- _ФРАГМЕНТ ДОКУМЕНТА_
>>>>

Император Николай II также уделял большое внимание перевооружению русской армии. Начальник морского управления Ставки А.Д. Бубнов писал: «Государь неустанно заботился и беспокоился о всем том, что могло способствовать успеху нашего оружия: часто посещал войска на фронте, обсуждал разные оперативные идеи и лично знакомился с новыми средствами вооруженной борьбы»[182].
Придавая особо важное значение вооружению и снаряжению своих войск, Николай Второй добивался принятия новых образцов оружия и экипировки на вооружение. Именно ему русская армия обязана внедрением таких технических новинок, как противогаз и огнемет.
Летом 1915 г., когда немцы развернули газовую войну, выдающийся русский ученый Н.Д. Зелинский уже в августе 1915 г. создал первые образцы противогаза. В лице принца А.П. Ольденбургского, ведавшего в то время санитарно-эвакуационной частью армии, Н.Д. Зелинский столкнулся с сильным и искушённым в интригах противником внедрения противогаза в ущерб защитным маскам, применявшимся до сих пор. И тогда Николай Дмитриевич решился написать личное письмо Императору.
3-го февраля 1916 г. в Ставке Верховного главнокомандующего под Могилевым по личному приказу Императора были устроены показательные испытания всех имевшихся образцов противохимической защиты, как русских, так и иностранных. Для этой цели к царскому поезду был прицеплен специальный вагон-лаборатория. Противогаз Н.Д. Зелинского испытывал на себе его лаборант С.С. Степанов. Испытания, на которых присутствовал Николай II, превзошли все ожидания. Степанов смог пробыть в смертельно ядовитой атмосфере хлора и фосгена свыше часа, в то время как несколько других испытуемых на протяжении 5 минут должны были покинуть испытательные помещения. Государь лично поблагодарил Зелинского, а С.С. Степанова за проявленное им мужество приказал наградить солдатским Георгиевским крестом. Последовал приказ об изъятии всех других систем защиты и начале массового производства противогаза Зелинского.

<<<<

- _ЗАПИСИ НАБОРА_
>>>>

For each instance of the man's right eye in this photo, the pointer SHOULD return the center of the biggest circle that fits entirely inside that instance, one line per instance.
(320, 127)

<<<<
>>>>

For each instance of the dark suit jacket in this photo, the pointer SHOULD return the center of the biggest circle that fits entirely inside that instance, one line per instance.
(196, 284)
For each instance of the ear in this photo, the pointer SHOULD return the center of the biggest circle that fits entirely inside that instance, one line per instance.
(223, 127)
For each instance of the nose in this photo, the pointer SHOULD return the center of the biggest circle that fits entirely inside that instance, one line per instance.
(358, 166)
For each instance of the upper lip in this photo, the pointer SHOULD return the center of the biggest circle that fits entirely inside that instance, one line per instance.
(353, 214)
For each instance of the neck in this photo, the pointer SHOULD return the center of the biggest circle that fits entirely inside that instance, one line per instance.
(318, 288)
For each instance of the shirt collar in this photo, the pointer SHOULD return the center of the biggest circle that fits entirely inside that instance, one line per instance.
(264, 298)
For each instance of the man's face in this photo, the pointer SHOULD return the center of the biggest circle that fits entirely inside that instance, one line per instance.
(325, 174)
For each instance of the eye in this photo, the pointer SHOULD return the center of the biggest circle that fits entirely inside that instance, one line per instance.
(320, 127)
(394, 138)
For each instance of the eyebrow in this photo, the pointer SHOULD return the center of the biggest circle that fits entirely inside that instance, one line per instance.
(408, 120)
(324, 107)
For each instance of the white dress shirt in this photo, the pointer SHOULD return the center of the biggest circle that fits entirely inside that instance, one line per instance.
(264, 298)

<<<<
>>>>

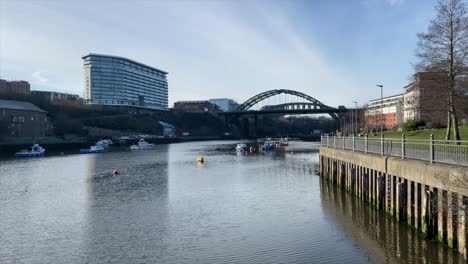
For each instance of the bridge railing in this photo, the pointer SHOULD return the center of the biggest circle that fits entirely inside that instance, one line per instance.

<<<<

- _ЗАДАНИЯ_
[1] Переведите на английский язык предложение из фрагмента о противогазе Зелинского: «Испытания, на которых присутствовал Николай II, превзошли все ожидания».
[2] Приведите все строки записей, где встречается слово «shirt».
Записи никак не связаны с фрагментом.

- _РЕЗУЛЬТАТЫ ЗАДАНИЙ_
[1] The tests, which Nicholas II attended, exceeded all expectations.

[2]
For each instance of the shirt collar in this photo, the pointer SHOULD return the center of the biggest circle that fits entirely inside that instance, one line per instance.
For each instance of the white dress shirt in this photo, the pointer SHOULD return the center of the biggest circle that fits entirely inside that instance, one line per instance.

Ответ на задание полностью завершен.